▶ **Task directions**:
In the data that follows, find the line containing "find the man's head in the photo above"; then quote that line and every line after it, exactly, through the last one.

-- Begin Supplied data --

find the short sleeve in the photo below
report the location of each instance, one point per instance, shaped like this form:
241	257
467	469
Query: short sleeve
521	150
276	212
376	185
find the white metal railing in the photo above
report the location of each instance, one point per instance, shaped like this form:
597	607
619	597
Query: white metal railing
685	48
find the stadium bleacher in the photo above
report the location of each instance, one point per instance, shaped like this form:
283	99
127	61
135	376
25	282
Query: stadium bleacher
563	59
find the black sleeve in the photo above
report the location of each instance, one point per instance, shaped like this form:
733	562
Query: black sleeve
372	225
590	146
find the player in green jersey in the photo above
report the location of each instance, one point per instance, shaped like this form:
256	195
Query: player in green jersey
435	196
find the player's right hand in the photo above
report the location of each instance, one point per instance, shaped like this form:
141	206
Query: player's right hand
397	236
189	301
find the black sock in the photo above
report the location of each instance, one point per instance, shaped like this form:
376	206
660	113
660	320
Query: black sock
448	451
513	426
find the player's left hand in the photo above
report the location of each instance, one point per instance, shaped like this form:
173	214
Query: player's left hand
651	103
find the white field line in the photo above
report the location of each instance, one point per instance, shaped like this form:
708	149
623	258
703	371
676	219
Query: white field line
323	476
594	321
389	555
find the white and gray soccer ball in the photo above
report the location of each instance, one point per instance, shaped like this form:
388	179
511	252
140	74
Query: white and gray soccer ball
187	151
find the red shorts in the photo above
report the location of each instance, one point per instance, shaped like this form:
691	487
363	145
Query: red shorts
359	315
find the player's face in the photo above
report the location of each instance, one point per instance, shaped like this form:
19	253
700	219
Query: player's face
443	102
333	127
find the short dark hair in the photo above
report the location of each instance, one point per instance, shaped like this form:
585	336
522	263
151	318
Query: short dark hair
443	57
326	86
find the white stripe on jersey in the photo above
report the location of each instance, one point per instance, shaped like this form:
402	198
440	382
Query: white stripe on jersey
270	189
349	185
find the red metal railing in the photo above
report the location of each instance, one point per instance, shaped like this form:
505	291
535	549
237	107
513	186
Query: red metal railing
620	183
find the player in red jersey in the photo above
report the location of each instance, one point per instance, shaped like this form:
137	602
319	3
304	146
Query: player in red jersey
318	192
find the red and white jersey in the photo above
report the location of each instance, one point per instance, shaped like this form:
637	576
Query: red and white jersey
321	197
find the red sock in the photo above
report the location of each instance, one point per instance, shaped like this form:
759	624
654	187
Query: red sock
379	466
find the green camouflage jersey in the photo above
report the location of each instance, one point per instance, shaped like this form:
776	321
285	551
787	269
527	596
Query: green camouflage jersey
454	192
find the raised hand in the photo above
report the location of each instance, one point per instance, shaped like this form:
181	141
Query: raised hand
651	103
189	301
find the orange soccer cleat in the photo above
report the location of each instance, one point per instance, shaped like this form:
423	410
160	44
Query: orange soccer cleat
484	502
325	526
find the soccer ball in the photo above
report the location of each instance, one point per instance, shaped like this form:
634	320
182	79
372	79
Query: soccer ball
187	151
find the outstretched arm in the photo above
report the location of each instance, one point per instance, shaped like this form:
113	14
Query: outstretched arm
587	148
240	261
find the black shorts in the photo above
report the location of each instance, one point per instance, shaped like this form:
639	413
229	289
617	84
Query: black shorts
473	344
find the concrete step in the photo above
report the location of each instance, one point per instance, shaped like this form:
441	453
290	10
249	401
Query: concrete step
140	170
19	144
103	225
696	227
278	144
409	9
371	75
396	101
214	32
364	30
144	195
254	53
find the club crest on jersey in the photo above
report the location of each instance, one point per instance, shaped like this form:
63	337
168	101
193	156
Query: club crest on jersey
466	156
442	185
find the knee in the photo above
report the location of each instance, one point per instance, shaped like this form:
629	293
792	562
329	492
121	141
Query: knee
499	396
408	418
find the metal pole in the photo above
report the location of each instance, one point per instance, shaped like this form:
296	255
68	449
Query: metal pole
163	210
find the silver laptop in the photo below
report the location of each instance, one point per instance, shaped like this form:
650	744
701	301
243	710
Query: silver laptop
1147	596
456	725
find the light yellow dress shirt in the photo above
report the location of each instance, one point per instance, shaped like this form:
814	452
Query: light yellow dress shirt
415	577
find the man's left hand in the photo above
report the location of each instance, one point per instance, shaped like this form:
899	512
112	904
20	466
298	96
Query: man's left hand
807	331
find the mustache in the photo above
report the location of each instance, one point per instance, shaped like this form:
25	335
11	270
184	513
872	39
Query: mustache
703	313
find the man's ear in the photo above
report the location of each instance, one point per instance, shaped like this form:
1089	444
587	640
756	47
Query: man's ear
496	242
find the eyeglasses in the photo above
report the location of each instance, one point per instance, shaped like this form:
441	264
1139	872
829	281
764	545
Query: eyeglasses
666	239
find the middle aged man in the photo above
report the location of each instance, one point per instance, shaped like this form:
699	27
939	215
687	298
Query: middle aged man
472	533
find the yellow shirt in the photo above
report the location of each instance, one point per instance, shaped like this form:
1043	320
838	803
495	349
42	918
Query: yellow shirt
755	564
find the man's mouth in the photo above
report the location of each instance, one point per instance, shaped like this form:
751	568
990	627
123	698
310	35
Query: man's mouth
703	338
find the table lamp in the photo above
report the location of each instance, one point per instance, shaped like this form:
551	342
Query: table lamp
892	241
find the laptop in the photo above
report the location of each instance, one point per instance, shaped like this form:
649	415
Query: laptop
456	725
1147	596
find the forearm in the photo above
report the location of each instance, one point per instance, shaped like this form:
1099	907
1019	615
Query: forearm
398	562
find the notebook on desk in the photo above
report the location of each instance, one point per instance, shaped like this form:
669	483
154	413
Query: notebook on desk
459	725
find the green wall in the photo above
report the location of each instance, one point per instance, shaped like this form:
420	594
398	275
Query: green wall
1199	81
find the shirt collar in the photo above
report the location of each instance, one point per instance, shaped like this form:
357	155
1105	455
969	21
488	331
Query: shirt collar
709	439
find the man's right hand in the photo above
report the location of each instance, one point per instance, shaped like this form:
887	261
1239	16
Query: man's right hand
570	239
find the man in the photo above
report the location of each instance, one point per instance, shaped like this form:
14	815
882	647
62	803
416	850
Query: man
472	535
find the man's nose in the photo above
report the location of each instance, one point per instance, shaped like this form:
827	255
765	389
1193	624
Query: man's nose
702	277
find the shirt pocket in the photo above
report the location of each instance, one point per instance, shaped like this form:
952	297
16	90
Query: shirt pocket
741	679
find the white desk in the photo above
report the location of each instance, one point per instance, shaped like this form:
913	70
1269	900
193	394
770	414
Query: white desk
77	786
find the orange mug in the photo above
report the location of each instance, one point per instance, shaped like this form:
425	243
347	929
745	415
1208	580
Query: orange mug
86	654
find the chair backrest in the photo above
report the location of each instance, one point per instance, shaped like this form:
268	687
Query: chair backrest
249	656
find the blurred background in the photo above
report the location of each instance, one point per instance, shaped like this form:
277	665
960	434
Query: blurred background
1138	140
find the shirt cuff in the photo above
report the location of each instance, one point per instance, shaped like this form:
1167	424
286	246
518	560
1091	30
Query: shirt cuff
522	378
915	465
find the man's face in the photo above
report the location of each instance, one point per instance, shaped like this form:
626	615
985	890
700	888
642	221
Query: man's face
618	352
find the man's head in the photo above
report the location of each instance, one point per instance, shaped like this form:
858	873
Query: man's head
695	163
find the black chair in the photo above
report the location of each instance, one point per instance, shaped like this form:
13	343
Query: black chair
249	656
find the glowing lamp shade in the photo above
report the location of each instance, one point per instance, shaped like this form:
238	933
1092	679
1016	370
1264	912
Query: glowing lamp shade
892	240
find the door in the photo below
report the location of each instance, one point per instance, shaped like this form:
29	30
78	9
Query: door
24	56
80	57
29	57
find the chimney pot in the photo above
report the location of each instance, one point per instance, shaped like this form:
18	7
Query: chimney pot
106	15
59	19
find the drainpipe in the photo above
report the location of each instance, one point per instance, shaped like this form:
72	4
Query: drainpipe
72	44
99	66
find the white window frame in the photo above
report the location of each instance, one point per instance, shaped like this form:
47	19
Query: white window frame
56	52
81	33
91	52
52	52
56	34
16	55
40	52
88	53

-- End Supplied data --

▶ **Output**:
find the man's head in the photo above
report the location of each instance, one point per instance, shaped like this form:
858	873
Query: man's head
695	163
find the black chair in the photo above
report the location of each instance, one point per instance, shaped like this form:
13	343
Query: black chair
249	656
find the glowing lamp shade in the photo above
report the location of each instance, one point per instance, shaped like this form:
238	933
1092	679
1016	370
1264	912
Query: glowing lamp shade
892	240
find the door in the photo below
report the location of each instance, one point per instance, shaped like this form:
29	30
78	9
Query: door
24	56
80	57
29	57
find the chimney pot in the photo above
report the location of each instance, one point per instance, shaped like this form:
18	7
Query: chimney pot
106	15
59	19
find the drainpipe in the photo above
report the location of each instance, one point per instance, shaped like this form:
72	4
Query: drainpipe
72	44
99	66
find the white window frame in the photo above
report the location of each instance, one point per instance, shaped like this form:
47	19
Query: white window frame
56	52
81	33
91	52
52	52
56	34
16	55
40	52
88	53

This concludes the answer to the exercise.